---------- PROVIDED MATERIAL ----------
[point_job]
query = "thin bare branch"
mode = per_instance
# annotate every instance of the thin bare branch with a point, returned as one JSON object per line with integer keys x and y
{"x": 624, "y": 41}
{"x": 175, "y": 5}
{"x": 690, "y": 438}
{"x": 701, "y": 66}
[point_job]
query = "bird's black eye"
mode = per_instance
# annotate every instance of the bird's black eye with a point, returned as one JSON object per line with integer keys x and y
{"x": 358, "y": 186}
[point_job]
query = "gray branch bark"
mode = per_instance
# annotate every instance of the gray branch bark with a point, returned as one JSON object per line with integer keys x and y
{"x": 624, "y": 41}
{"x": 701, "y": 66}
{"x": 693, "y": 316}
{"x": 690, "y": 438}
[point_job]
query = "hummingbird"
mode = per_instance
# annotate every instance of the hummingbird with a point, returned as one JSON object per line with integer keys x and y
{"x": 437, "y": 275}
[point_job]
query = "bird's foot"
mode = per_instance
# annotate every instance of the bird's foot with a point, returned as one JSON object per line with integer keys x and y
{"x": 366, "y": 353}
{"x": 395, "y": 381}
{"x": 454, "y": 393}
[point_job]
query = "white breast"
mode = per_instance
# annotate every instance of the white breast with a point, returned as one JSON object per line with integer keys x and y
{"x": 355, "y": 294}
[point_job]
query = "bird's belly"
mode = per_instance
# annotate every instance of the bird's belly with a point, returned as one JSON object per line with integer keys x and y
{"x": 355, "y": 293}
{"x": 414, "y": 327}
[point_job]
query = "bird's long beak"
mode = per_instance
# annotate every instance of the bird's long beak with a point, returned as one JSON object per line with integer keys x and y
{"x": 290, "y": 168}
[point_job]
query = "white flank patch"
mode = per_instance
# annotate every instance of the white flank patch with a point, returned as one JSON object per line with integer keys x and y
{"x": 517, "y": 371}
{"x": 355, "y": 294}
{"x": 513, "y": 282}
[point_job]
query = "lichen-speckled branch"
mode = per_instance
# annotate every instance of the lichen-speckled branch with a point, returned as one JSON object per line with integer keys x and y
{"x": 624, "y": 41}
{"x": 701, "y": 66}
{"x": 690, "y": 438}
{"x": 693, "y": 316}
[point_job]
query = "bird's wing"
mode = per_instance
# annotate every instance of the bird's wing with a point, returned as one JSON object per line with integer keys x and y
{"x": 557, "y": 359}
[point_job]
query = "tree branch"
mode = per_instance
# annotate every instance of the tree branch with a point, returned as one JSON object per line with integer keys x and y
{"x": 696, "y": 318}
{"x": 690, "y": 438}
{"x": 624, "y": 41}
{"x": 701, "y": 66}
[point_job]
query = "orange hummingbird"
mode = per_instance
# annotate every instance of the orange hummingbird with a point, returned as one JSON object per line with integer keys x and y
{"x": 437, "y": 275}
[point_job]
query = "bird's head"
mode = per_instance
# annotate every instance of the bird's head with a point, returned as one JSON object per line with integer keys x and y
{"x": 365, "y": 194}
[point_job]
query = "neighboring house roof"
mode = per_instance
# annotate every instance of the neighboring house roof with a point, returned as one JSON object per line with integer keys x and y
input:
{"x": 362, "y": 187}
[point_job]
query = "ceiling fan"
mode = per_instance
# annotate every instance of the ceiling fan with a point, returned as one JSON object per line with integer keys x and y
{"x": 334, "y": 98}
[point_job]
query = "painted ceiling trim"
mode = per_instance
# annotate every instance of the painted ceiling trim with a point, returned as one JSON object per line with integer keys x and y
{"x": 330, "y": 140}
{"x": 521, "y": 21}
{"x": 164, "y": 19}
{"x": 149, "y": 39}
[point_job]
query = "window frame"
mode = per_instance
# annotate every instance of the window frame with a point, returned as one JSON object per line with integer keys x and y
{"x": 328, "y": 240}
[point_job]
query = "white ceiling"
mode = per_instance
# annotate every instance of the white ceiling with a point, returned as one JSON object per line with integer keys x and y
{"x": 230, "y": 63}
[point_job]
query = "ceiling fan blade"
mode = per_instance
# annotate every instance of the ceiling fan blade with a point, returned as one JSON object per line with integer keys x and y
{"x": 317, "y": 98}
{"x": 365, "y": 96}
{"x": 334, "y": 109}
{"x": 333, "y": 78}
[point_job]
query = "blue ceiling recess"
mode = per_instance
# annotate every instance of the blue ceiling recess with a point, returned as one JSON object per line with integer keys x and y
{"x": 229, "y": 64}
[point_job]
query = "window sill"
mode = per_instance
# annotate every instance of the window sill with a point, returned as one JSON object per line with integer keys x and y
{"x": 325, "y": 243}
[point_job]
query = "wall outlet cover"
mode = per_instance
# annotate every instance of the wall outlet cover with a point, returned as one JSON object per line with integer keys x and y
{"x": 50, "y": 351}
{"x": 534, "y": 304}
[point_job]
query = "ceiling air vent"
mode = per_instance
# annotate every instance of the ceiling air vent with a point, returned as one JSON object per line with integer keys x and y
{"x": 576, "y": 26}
----------
• **TASK TO CARRY OUT**: Exactly reproduce every line of the data above.

• **PROBLEM SOLUTION**:
[point_job]
query = "thin bare branch"
mode = per_instance
# annotate every instance of the thin bare branch with a point, returned as one JSON object per line with integer keys x and y
{"x": 624, "y": 41}
{"x": 175, "y": 5}
{"x": 690, "y": 438}
{"x": 701, "y": 66}
[point_job]
query = "bird's black eye"
mode = per_instance
# annotate every instance of the bird's black eye with a point, returned as one JSON object per line with integer keys x and y
{"x": 358, "y": 186}
[point_job]
query = "gray branch bark"
mode = per_instance
# annotate every instance of the gray branch bark with a point, returned as one JSON object per line with integer keys x and y
{"x": 624, "y": 41}
{"x": 701, "y": 66}
{"x": 693, "y": 316}
{"x": 690, "y": 438}
[point_job]
query = "hummingbird"
mode = per_instance
# annotate every instance of the hummingbird with a point, returned as one JSON object per line with integer keys x and y
{"x": 437, "y": 275}
[point_job]
query = "bird's foot"
mode = per_instance
# annotate every instance of the bird's foot with a point, returned as one JSON object per line with integer keys x and y
{"x": 366, "y": 353}
{"x": 395, "y": 381}
{"x": 454, "y": 393}
[point_job]
query = "white breast"
mode = per_instance
# annotate every instance of the white breast with a point, returned as one JSON object per line with integer keys x and y
{"x": 355, "y": 294}
[point_job]
query = "bird's belly"
mode = per_instance
# annotate every instance of the bird's belly with a point, returned as one JSON object per line with integer keys x and y
{"x": 355, "y": 293}
{"x": 414, "y": 327}
[point_job]
query = "bird's long beak"
mode = per_instance
# annotate every instance of the bird's long beak with a point, returned as one JSON object per line with integer keys x and y
{"x": 290, "y": 168}
[point_job]
query = "white flank patch"
mode = per_instance
# annotate every instance of the white flank patch with a point, returned as one JSON object per line with integer keys x and y
{"x": 517, "y": 371}
{"x": 355, "y": 294}
{"x": 513, "y": 282}
[point_job]
query = "lichen-speckled branch"
mode = per_instance
# annotate every instance of the lichen-speckled branch with a point, returned as one JSON object per line with integer keys x and y
{"x": 624, "y": 41}
{"x": 701, "y": 66}
{"x": 690, "y": 438}
{"x": 693, "y": 316}
[point_job]
query = "bird's wing"
mode = per_instance
# annotate every instance of the bird's wing with a point, returned as one JSON object per line with integer keys x and y
{"x": 557, "y": 359}
[point_job]
query = "tree branch"
mode = per_instance
# annotate every instance of the tree branch with a point, returned as one JSON object per line with integer keys x and y
{"x": 696, "y": 318}
{"x": 690, "y": 438}
{"x": 624, "y": 41}
{"x": 701, "y": 66}
[point_job]
query = "orange hummingbird"
mode = per_instance
# annotate every instance of the orange hummingbird with a point, returned as one JSON object per line with integer keys x and y
{"x": 437, "y": 275}
[point_job]
query = "bird's head"
mode = per_instance
# annotate every instance of the bird's head with a point, returned as one JSON object per line with integer keys x and y
{"x": 365, "y": 194}
[point_job]
query = "neighboring house roof"
mode = per_instance
# annotate every instance of the neighboring house roof with a point, returned as one JSON object per line with integer keys x and y
input:
{"x": 362, "y": 187}
[point_job]
query = "ceiling fan"
mode = per_instance
# annotate every instance of the ceiling fan with a point, returned as one JSON object per line with integer keys x and y
{"x": 334, "y": 98}
[point_job]
query = "painted ceiling trim"
mode = per_instance
# annotate every instance of the painted ceiling trim with a point, returned as one JSON object per line with integer keys x and y
{"x": 330, "y": 140}
{"x": 521, "y": 21}
{"x": 164, "y": 19}
{"x": 149, "y": 39}
[point_job]
query = "window frame"
mode = per_instance
# annotate every instance of the window frame with a point, returned as one JSON object per line with integer keys x and y
{"x": 328, "y": 240}
[point_job]
query = "white ceiling"
mode = per_instance
# annotate every instance of the white ceiling with a point, returned as one JSON object per line with integer keys x and y
{"x": 230, "y": 63}
[point_job]
query = "ceiling fan blade"
mode = per_instance
# annotate every instance of the ceiling fan blade with a point, returned as one JSON object per line with integer keys x and y
{"x": 317, "y": 98}
{"x": 365, "y": 96}
{"x": 334, "y": 109}
{"x": 333, "y": 78}
[point_job]
query = "blue ceiling recess"
mode = per_instance
# annotate every instance of the blue ceiling recess with a point, returned as one JSON object per line with integer keys x and y
{"x": 229, "y": 64}
[point_job]
query = "window sill"
mode = per_instance
# annotate every instance of the window sill with a point, returned as one JSON object per line with integer keys x and y
{"x": 325, "y": 243}
[point_job]
query = "wall outlet cover"
mode = per_instance
# annotate every instance of the wall outlet cover with a point, returned as one JSON object per line with integer keys x and y
{"x": 50, "y": 351}
{"x": 534, "y": 304}
[point_job]
query = "ceiling air vent"
mode = per_instance
# annotate every instance of the ceiling air vent with a point, returned as one JSON object per line with integer keys x and y
{"x": 576, "y": 26}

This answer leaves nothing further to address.